### Description of the task
List every reference number cited in brackets in the passage below on KD and body composition.

### Given text
┌────────
Some non-randomized interventional studies have also assessed the effects of KD on body composition. In previously untrained overweight women who started a 10-week resistance training program, Jabekk et al. reported a higher total body (−5.6 kg) and fat mass (−5.6 kg) loss in participants following a KD compared to those maintaining their usual eating pattern [34]. However, only those participants who maintained their habitual diet showed significant increases in muscle mass (1.6 kg) [34]. A non-randomized controlled trial conducted in CrossFit athletes who followed a 3-month KD intervention found a ~3 kg and −2.5 kg reduction in total body mass and fat mass, respectively, with no significant changes reported in those who chose to maintain their usual diet. Of note, the body mass loss of the KD groups was also accompanied by a non-significant reduction (−0.4 kg) in lower-limb muscle mass [35]. A non-randomized cross-over study in 8 elite artist gymnasts found that, contrary to a usual western diet, 30 days of KD led to a reduction in total body (−1.6 kg) and fat mass (−1.9 kg), while muscle mass remained constant (non-significant reduction of 1.1 kg) [36]. A recent study tested the hypothesis that providing an exogenous ketone supplement (ketone salts) combined with a hypocaloric (75% of estimated energy needs) KD might help to preserve muscle mass. Although a trend towards a lower nitrogen excretion was found—which could have potential implications for muscle mass preservation in the long term—no actual benefits on muscle mass or overall body composition were observed [37].
└────────
Saved entries
┌────────
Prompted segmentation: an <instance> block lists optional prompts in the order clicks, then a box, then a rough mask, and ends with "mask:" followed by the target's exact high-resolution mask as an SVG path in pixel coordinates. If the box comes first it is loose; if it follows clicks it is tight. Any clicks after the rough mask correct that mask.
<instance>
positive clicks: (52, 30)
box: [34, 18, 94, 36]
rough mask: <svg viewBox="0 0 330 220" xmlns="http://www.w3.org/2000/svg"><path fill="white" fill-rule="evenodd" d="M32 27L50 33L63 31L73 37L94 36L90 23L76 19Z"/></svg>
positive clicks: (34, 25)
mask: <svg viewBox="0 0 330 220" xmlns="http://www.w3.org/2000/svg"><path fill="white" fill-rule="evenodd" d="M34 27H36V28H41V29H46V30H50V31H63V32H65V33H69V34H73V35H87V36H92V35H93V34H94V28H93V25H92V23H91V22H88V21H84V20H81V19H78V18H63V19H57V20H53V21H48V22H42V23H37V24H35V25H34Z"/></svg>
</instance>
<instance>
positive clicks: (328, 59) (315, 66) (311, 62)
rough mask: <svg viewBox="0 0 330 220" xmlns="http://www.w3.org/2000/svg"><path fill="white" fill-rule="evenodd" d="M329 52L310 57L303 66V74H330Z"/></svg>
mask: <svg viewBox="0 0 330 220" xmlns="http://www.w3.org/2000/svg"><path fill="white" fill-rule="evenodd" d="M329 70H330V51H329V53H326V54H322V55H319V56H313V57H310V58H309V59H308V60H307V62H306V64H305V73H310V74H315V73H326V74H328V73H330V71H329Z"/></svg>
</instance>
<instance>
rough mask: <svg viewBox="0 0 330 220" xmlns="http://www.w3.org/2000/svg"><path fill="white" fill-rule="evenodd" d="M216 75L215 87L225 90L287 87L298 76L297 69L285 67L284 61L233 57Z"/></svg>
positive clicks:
└────────
### Answer box
[34], [35], [36], [37]